> [Passage]
((

Alas that's been taken up by some folks claiming black African's ruled a mythic country here...oh boy ... Facts are more likey to be Phoencian and Greek traders and thier slaves as the root of that difference.

Likewise, the Anui of Japan are another ethnic oddity.

Races in fantasy worlds could have all kinds of natural or magical variations and adaptations.
-BLue-tinged humans who have copper for blood (or green if you like Vulcans ) 
-Smooth skin, they don't sweat (useful adaptation for Athas perhaps).
And so on. Colour is just one of the many variables.

Also, having race being an issue _is _logical. Not necessarily in the xenophobic ways of our world, but in taboos and abilities, for example: 
the Derial people have unusually large blue irises, and are the only folk who have the ability to be sorcerors.
or, by Imperial proscription, only the people of the island of Valmer maybe priests of the fire god, for their skin is black and have hair like copper, which pleases the god (well, pleases the Imperial culture's philosophy, in reality).

er, derail off


----------



## mhacdebhandia (Jul 9, 2008)

InVinoVeritas said:


> I greatly prefer the ambiguous look, myself. After all, this is a fantasy world. If I recognize someone as being distinctly from one real-world culture or another, it kind of breaks my suspension of disbelief.



I didn't say anything about a real-world culture. Ember is an African-looking woman wearing Chinese-inspired clothing. There's no real-world culture there, any more than there would be if you saw a Vietnamese-looking man wearing European-style boiled leather armour.

))

> [Recorded data]
((

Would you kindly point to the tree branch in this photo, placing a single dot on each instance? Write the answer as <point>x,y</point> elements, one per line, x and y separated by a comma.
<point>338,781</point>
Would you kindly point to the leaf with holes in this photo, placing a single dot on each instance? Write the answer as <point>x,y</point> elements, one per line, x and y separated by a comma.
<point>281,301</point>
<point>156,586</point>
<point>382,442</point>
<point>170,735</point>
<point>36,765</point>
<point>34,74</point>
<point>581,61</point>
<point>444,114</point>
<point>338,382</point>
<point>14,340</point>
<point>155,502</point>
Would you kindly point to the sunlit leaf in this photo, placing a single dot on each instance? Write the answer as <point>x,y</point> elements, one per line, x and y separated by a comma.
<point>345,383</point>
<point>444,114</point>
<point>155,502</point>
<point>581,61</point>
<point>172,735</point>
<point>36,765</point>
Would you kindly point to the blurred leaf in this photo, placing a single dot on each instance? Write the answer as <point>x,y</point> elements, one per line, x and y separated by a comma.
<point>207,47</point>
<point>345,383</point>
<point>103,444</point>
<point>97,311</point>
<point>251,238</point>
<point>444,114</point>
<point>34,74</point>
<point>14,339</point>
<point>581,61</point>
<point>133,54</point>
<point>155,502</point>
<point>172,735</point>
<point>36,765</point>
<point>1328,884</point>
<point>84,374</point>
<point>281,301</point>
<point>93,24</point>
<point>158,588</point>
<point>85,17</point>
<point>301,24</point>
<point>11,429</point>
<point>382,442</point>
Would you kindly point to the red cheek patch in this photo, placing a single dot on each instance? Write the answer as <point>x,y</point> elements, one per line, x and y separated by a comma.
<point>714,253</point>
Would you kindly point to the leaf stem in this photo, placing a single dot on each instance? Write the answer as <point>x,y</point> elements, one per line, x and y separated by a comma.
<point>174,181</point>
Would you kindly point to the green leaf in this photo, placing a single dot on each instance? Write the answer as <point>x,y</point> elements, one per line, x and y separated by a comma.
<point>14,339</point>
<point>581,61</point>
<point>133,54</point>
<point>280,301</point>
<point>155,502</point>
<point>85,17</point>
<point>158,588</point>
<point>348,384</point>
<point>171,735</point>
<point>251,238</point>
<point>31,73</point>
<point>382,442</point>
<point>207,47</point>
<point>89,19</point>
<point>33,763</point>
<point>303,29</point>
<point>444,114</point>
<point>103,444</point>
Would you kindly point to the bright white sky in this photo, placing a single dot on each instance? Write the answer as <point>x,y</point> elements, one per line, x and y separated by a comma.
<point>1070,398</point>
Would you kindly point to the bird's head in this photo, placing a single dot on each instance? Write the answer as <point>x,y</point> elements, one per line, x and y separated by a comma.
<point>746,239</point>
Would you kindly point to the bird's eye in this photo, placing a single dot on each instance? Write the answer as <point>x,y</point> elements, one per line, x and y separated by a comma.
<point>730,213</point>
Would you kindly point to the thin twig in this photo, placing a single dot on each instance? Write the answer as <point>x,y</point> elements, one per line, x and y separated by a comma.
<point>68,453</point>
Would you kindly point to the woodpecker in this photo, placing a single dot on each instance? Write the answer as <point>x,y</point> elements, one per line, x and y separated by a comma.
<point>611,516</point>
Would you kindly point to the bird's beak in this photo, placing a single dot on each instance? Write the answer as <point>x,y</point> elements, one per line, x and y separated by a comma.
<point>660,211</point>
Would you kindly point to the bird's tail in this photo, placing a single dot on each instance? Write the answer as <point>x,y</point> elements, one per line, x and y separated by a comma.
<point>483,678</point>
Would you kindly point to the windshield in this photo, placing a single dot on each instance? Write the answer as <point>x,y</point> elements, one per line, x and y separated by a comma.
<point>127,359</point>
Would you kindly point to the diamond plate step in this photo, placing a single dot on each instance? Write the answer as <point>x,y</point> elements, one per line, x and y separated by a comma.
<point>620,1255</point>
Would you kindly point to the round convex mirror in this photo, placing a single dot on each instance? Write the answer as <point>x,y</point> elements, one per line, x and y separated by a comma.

))

> [Problem set]
- A) In the forum thread on race in fantasy settings, which real-world origins does the Jul 9, 2008 reply use to describe a character's look or clothing?
- B) Carry the forum thread on race in fantasy settings forward from its last sentence.

> [Results in order]
- A) African, Chinese, Vietnamese, European

- B)
----------



## roguerouge (Jul 9, 2008)

InVinoVeritas said:


> I greatly prefer the ambiguous look, myself. After all, this is a fantasy world. If I recognize someone as being distinctly from one real-world culture or another, it kind of breaks my suspension of disbelief.
> 
> By the way, the Pathfinder iconics have names and backstories? I had no idea. Where could I find them? I've been searching the Paizo site...




Seelah's here, in the blog, about halfway down under "Meet the Iconics," which is an ongoing blog feature: http://paizo.com/paizo/blog/2007/december


----------



## Staffan (Jul 9, 2008)

Erik Mona said:


> When all is said and done, the lack of "iconic" characters is the greatest 4e mystery to me.
> 
> Given how helpful they are to art orders and branding and how easy it is to license and merchandise their images, their absence is an enigma.
> 
> Someone must have put their foot down on this matter, and that person made the wrong call.



I'm pretty sure I saw someone in charge (can't recall who or where) say that it was at least partially listening to the artists, who said they were getting sick of drawing Mialee, Tordek, and Lidda.


----------



## Set (Jul 9, 2008)

Staffan said:


> I'm pretty sure I saw someone in charge (can't recall who or where) say that it was at least partially listening to the artists, who said they were getting sick of drawing Mialee, Tordek, and Lidda.




And from my side of the page, I'm pretty sick of seeing Mialee and Lidda in particular, especially since Naull and Kerwyn are much cooler looking.  (I liked the elven druid, 'though, so I'm not a complete speciest...)


----------



## Pinnacle (Jul 10, 2008)

mhacdebhandia said:


> He doesn't look Asian in the _Player's Handbook_, for whatever reason. Maybe that's why they had his face redrawn for the novel cover! But the fact remains.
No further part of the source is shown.